May our Heavenly Father call out to us, inviting us to worship him. Father expand our understanding of what it means to worship you, to submit our thinkings, doings, saying, and goings all to you. Father you are supremely worth our sincere singing, praying, reading, and thanking. In the name of Jesus, and by the power of the Spirit, he who lives within us, inspire us to worship you today, in all things, mindful of you and your love for us!


Your Morning Song: "No Longer Slaves" by Zach Williams


Your Morning Scripture: Revelation 4:4, 10-11


4 Around the throne (where Jesus sits) were twenty-four thrones, and seated on the thrones were twenty-four elders, clothed in white garments, with golden crowns on their heads.

...

9 And whenever the living creatures give glory and honor and thanks to him who is seated on the throne, who lives forever and ever, 10 the twenty-four elders fall down before him who is seated on the throne and worship him who lives forever and ever. They cast their crowns before the throne, saying,


11 “Worthy are you, our Lord and God, to receive glory and honor and power, for you created all things, and by your will they existed and were created.”


If worship is doing or saying anything for the purpose of declaring and proving that God is "worth" it, then perhaps a more accurate word, however silly it might sound is "worth-ship." So what then could worship be? The answer is, of course, anything. Everything. God is worth singing to, praying to, reading about, listening to, working for, talking about, obeying, etc... Is there truly any area of our lives that could not and should not worship-full?


But why talk of worship's cost? Does it need to have a cost? And if so, why?


We covered several different areas of the Bible, starting in Genesis 4:1-10, 2 Samuel 24:10-24a, and Revelation 4 (esp. verses 4, 10-11 as quoted above).


In Genesis we see Cain's failure to worship God through a sacrifice. It's clear that Cain knew what to do and didn't do it. And it's clear that Cain's heart was not sincerely seeking worship, but was only paying lip service to God. And when his insincere worship failed, and was rejected, he did not repent and just try again, he murdered his brother.


The cost of worship is a sincere heart. God will accept nothing less.

Exercise requirements
1. In the devotional, the sentence beginning "God is worth" names activities God is worth. List every activity it names.
2. Condense the devotional's paragraph that begins "In Genesis we see Cain's failure" into a short bulleted list that keeps its main facts.
None of the listing is needed for the work on this devotional.

Dataset
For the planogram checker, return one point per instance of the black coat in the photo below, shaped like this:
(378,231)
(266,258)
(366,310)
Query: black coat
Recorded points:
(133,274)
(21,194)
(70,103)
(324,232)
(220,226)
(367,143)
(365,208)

Responses in order
1.
- singing to
- praying to
- reading about
- listening to
- working for
- talking about
- obeying

2.
- Genesis shows Cain failing to worship God through a sacrifice.
- Cain knew what to do but did not do it.
- His heart was not sincerely seeking worship; he only paid lip service to God.
- When his worship was rejected, he did not repent and try again but murdered his brother.